» Given exercise: Rewrite all of the items below, changing each instance of "ask yourself" to "consider" and leaving everything else unaltered.
────────────────
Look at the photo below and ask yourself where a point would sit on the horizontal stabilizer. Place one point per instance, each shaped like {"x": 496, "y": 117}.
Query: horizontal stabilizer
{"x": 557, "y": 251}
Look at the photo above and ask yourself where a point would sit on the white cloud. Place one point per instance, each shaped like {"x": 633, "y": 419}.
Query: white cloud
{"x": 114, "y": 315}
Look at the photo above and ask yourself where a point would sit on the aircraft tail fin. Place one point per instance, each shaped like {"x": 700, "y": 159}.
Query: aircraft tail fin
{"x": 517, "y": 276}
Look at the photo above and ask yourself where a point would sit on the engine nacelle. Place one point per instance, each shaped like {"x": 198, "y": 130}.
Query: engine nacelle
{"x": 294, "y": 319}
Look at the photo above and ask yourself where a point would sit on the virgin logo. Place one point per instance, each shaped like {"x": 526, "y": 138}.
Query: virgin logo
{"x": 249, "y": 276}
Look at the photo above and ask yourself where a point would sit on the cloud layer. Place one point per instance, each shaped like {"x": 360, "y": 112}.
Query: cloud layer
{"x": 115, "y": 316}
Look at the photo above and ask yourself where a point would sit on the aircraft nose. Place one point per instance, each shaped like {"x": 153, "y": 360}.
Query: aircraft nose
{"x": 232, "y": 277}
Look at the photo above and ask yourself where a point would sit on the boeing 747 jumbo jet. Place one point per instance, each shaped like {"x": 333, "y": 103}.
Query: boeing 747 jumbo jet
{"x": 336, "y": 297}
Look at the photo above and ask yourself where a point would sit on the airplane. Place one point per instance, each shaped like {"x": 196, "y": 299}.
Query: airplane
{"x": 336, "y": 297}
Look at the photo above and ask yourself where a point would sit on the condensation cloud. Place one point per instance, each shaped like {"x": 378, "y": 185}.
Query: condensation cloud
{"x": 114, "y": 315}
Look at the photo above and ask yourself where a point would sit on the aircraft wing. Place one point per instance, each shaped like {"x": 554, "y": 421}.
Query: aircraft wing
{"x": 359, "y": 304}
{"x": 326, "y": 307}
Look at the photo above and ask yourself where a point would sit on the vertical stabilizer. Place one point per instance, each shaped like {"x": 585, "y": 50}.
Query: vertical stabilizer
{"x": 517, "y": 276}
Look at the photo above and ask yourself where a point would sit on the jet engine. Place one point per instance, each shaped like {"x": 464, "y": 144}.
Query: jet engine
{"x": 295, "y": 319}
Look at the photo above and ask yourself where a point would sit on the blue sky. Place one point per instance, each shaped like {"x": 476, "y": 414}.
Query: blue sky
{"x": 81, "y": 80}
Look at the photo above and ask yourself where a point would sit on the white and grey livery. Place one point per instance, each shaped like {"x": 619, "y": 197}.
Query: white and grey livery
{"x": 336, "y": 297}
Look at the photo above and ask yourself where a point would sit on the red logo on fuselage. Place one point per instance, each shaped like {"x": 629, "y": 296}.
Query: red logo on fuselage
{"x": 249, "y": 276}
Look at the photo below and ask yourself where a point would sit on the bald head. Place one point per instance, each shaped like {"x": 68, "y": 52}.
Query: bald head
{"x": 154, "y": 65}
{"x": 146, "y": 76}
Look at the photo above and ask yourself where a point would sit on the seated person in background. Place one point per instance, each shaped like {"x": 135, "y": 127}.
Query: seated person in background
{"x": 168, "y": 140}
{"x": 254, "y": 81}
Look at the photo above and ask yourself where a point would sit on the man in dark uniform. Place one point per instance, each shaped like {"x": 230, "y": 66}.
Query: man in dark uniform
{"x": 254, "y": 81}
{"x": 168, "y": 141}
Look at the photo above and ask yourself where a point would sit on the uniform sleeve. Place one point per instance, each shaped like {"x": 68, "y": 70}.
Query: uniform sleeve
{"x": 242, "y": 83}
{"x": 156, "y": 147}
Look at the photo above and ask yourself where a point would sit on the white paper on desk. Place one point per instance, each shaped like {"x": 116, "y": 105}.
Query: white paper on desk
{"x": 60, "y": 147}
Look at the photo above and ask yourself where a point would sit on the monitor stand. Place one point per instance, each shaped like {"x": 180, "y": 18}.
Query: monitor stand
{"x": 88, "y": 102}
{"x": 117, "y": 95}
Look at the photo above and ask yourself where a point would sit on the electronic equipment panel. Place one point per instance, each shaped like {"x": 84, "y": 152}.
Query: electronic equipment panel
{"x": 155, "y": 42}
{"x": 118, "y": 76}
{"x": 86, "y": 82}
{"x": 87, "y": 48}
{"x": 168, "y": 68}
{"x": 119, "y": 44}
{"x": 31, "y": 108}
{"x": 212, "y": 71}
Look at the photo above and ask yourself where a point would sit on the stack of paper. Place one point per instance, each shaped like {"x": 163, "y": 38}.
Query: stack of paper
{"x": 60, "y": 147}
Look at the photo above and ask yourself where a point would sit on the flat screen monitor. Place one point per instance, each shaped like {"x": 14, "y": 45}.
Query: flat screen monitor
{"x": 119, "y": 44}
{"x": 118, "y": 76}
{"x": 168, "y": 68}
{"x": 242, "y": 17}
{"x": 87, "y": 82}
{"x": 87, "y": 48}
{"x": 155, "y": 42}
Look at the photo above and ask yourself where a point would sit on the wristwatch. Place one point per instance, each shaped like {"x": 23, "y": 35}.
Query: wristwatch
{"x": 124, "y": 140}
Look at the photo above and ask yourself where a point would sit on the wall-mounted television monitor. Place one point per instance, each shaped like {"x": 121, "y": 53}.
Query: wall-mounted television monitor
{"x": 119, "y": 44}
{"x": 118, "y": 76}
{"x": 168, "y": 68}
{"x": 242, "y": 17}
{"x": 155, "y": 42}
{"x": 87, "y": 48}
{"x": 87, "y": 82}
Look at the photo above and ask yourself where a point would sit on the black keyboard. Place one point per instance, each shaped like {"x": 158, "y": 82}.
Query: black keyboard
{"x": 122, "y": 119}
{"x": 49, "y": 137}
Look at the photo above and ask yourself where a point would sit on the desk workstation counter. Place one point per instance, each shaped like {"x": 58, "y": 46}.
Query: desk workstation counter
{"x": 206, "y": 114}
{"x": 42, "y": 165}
────────────────
» Solved exercise:
Look at the photo below and consider where a point would sit on the horizontal stabilizer. Place one point per instance, each shaped like {"x": 496, "y": 117}.
Query: horizontal stabilizer
{"x": 557, "y": 251}
Look at the photo above and consider where a point would sit on the white cloud. Place one point per instance, each shaped like {"x": 633, "y": 419}.
Query: white cloud
{"x": 114, "y": 315}
Look at the photo above and consider where a point would sit on the aircraft tail fin. Place one point per instance, each shaped like {"x": 700, "y": 159}.
Query: aircraft tail fin
{"x": 517, "y": 276}
Look at the photo above and consider where a point would sit on the engine nacelle. Place one point per instance, each shaped like {"x": 198, "y": 130}.
Query: engine nacelle
{"x": 294, "y": 319}
Look at the photo above and consider where a point would sit on the virgin logo. Place one point per instance, each shaped like {"x": 526, "y": 138}.
Query: virgin logo
{"x": 249, "y": 276}
Look at the photo above and consider where a point would sit on the cloud layer. Place one point per instance, each shaped like {"x": 360, "y": 112}.
Query: cloud layer
{"x": 115, "y": 316}
Look at the photo above and consider where a point would sit on the aircraft nose. Place one point per instance, each shaped like {"x": 153, "y": 360}.
Query: aircraft nose
{"x": 232, "y": 277}
Look at the photo above and consider where a point would sit on the boeing 747 jumbo jet. Place one point per instance, each shaped like {"x": 333, "y": 103}.
Query: boeing 747 jumbo jet
{"x": 336, "y": 297}
Look at the photo above and consider where a point would sit on the airplane. Place one point per instance, each shaped like {"x": 196, "y": 299}.
Query: airplane
{"x": 336, "y": 297}
Look at the photo above and consider where a point would sit on the condensation cloud. Place one point per instance, each shaped like {"x": 378, "y": 185}.
Query: condensation cloud
{"x": 114, "y": 315}
Look at the photo above and consider where a point would sit on the aircraft wing. Place one point per instance, each shaped like {"x": 554, "y": 421}.
Query: aircraft wing
{"x": 359, "y": 304}
{"x": 326, "y": 307}
Look at the photo above and consider where a point would sit on the vertical stabilizer. Place one point per instance, each shaped like {"x": 585, "y": 50}.
Query: vertical stabilizer
{"x": 517, "y": 276}
Look at the photo above and consider where a point would sit on the jet engine. Place one point per instance, each shaped like {"x": 464, "y": 144}.
Query: jet engine
{"x": 295, "y": 319}
Look at the photo above and consider where a point would sit on the blue sky. Place one point per instance, each shaped like {"x": 476, "y": 414}.
Query: blue sky
{"x": 81, "y": 80}
Look at the photo above and consider where a point would sit on the white and grey livery. Place one point per instance, each shaped like {"x": 619, "y": 197}.
Query: white and grey livery
{"x": 336, "y": 297}
Look at the photo above and consider where a point would sit on the red logo on fuselage. Place one point per instance, each shaped like {"x": 629, "y": 296}.
Query: red logo on fuselage
{"x": 249, "y": 276}
Look at the photo below and consider where a point would sit on the bald head. Place one point per instance, each shaped like {"x": 68, "y": 52}.
Query: bald head
{"x": 154, "y": 65}
{"x": 146, "y": 76}
Look at the photo above and consider where a point would sit on the seated person in background. Place one point per instance, each shaped like {"x": 135, "y": 127}.
Query: seated person in background
{"x": 168, "y": 140}
{"x": 254, "y": 81}
Look at the photo above and consider where a point would sit on the man in dark uniform. Place one point per instance, each shaped like {"x": 230, "y": 66}.
Query: man in dark uniform
{"x": 254, "y": 81}
{"x": 168, "y": 141}
Look at the photo above and consider where a point would sit on the uniform sleeve. Place one point per instance, each shaped like {"x": 68, "y": 70}.
Query: uniform sleeve
{"x": 242, "y": 83}
{"x": 156, "y": 147}
Look at the photo above and consider where a point would sit on the white paper on desk. Place one point per instance, each shaped like {"x": 116, "y": 105}.
Query: white paper on desk
{"x": 60, "y": 147}
Look at the photo above and consider where a point would sit on the monitor stand. Place one point per instance, each shaped like {"x": 180, "y": 18}.
Query: monitor stand
{"x": 88, "y": 102}
{"x": 117, "y": 95}
Look at the photo above and consider where a point would sit on the electronic equipment panel. Place one point per instance, each shaped like {"x": 84, "y": 152}.
Query: electronic equipment panel
{"x": 155, "y": 42}
{"x": 118, "y": 76}
{"x": 86, "y": 82}
{"x": 87, "y": 48}
{"x": 168, "y": 68}
{"x": 119, "y": 44}
{"x": 31, "y": 108}
{"x": 212, "y": 71}
Look at the photo above and consider where a point would sit on the stack of paper. Place one point per instance, each shaped like {"x": 163, "y": 38}.
Query: stack of paper
{"x": 60, "y": 147}
Look at the photo above and consider where a point would sit on the flat screen monitor. Place one point per instance, each shaped like {"x": 14, "y": 45}.
Query: flat screen monitor
{"x": 119, "y": 44}
{"x": 118, "y": 76}
{"x": 168, "y": 68}
{"x": 242, "y": 17}
{"x": 87, "y": 82}
{"x": 87, "y": 48}
{"x": 155, "y": 42}
Look at the photo above and consider where a point would sit on the wristwatch. Place one point per instance, each shaped like {"x": 23, "y": 35}.
Query: wristwatch
{"x": 124, "y": 140}
Look at the photo above and consider where a point would sit on the wall-mounted television monitor. Place one point per instance, each shaped like {"x": 121, "y": 53}.
Query: wall-mounted television monitor
{"x": 119, "y": 44}
{"x": 118, "y": 76}
{"x": 168, "y": 68}
{"x": 242, "y": 17}
{"x": 155, "y": 42}
{"x": 87, "y": 48}
{"x": 87, "y": 82}
Look at the photo above and consider where a point would sit on the black keyboard. Place one point per instance, each shaped like {"x": 158, "y": 82}.
Query: black keyboard
{"x": 122, "y": 119}
{"x": 49, "y": 137}
Look at the photo above and consider where a point would sit on the desk workstation counter. Place one point per instance, each shaped like {"x": 58, "y": 46}.
Query: desk workstation counter
{"x": 206, "y": 114}
{"x": 42, "y": 165}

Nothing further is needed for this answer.